* Start Provided data *
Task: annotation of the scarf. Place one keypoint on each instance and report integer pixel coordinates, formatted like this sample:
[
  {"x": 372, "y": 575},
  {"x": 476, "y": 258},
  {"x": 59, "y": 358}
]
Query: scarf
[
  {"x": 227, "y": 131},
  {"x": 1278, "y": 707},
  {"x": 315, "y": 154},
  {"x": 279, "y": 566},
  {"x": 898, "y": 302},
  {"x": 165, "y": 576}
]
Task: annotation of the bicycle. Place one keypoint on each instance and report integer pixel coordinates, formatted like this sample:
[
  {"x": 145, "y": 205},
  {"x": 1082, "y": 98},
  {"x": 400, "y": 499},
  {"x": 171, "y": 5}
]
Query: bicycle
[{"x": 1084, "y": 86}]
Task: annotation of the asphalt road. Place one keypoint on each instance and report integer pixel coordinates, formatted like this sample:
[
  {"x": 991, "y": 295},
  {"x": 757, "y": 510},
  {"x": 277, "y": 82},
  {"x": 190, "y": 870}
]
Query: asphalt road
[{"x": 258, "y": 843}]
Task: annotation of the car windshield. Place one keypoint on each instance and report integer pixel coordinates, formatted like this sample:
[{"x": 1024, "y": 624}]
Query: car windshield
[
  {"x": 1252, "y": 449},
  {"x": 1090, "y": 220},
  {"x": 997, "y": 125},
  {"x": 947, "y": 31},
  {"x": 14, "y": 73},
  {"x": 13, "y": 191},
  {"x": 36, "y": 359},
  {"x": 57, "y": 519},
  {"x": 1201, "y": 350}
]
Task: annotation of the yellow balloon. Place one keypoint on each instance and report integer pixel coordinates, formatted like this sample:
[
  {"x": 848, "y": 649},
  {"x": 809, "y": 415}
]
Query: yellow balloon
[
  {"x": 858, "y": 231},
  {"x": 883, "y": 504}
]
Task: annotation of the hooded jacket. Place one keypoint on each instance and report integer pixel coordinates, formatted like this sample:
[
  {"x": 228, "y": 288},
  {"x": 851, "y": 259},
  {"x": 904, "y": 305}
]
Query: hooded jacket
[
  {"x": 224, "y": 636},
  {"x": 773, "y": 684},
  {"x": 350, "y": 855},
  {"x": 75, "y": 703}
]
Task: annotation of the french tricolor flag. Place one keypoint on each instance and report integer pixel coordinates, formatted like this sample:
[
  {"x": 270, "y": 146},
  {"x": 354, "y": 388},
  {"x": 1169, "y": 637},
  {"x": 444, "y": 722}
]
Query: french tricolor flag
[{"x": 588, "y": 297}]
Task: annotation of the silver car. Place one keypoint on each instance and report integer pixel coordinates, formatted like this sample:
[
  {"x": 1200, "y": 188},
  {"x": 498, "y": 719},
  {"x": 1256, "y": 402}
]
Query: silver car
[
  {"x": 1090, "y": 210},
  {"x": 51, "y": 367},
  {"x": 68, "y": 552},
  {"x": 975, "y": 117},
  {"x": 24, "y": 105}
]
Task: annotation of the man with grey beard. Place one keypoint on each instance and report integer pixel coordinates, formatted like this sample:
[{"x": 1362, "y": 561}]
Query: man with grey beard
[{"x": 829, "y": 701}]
* End Provided data *
_Problem to work on:_ Rewrite the whole listing above, putting "marker" wherever "keypoint" occurs and keeping everything else the same.

_Final result:_
Task: annotation of the scarf. Place one marker on each instance and report integer pixel coordinates, formatted like this sample:
[
  {"x": 372, "y": 575},
  {"x": 476, "y": 258},
  {"x": 59, "y": 358}
]
Query: scarf
[
  {"x": 227, "y": 131},
  {"x": 1278, "y": 707},
  {"x": 315, "y": 154},
  {"x": 279, "y": 566},
  {"x": 898, "y": 302},
  {"x": 165, "y": 576}
]
Task: annotation of the bicycle. Place one marker on each instance and report integer pixel coordinates, formatted like this sample:
[
  {"x": 145, "y": 205},
  {"x": 1082, "y": 98},
  {"x": 400, "y": 499},
  {"x": 171, "y": 5}
]
Query: bicycle
[{"x": 1084, "y": 86}]
Task: annotation of the asphalt road. Place one marker on each instance and report integer pixel coordinates, formatted like this sample:
[
  {"x": 991, "y": 295},
  {"x": 757, "y": 510},
  {"x": 277, "y": 82},
  {"x": 190, "y": 870}
]
Query: asphalt road
[{"x": 258, "y": 843}]
Task: annotation of the car windshield. Place one marker on each instance and report integer pixel coordinates, formatted like this sample:
[{"x": 1024, "y": 624}]
Query: car windshield
[
  {"x": 1252, "y": 449},
  {"x": 1090, "y": 220},
  {"x": 997, "y": 125},
  {"x": 947, "y": 31},
  {"x": 14, "y": 73},
  {"x": 13, "y": 191},
  {"x": 36, "y": 359},
  {"x": 57, "y": 519},
  {"x": 1201, "y": 350}
]
Task: annotation of the yellow balloon. Place one marker on each instance and report integer pixel coordinates, formatted like this sample:
[
  {"x": 848, "y": 649},
  {"x": 809, "y": 415}
]
Query: yellow balloon
[
  {"x": 858, "y": 231},
  {"x": 883, "y": 504}
]
Task: annotation of the hooded jacket. Place one marker on each instance and report integer pixel coordinates, formatted like this sample:
[
  {"x": 228, "y": 288},
  {"x": 851, "y": 259},
  {"x": 904, "y": 305}
]
Query: hooded jacket
[
  {"x": 224, "y": 636},
  {"x": 773, "y": 684},
  {"x": 350, "y": 855},
  {"x": 75, "y": 703}
]
Task: annotation of the french tricolor flag. Place one marker on each instance and report integer pixel coordinates, formatted like this sample:
[
  {"x": 270, "y": 146},
  {"x": 354, "y": 388},
  {"x": 1169, "y": 637},
  {"x": 444, "y": 722}
]
Query: french tricolor flag
[{"x": 588, "y": 297}]
Task: annotation of the silver car. Place one marker on each instance and report integer pixel coordinates, formatted like this sample:
[
  {"x": 1200, "y": 188},
  {"x": 498, "y": 719},
  {"x": 1256, "y": 402}
]
Query: silver car
[
  {"x": 1090, "y": 210},
  {"x": 51, "y": 367},
  {"x": 68, "y": 552},
  {"x": 975, "y": 117},
  {"x": 24, "y": 105}
]
Task: annotation of the man with grey beard. Place one marker on each instance and report integer pixel coordinates, formatted like this sample:
[{"x": 1362, "y": 561}]
Query: man with grey beard
[{"x": 829, "y": 701}]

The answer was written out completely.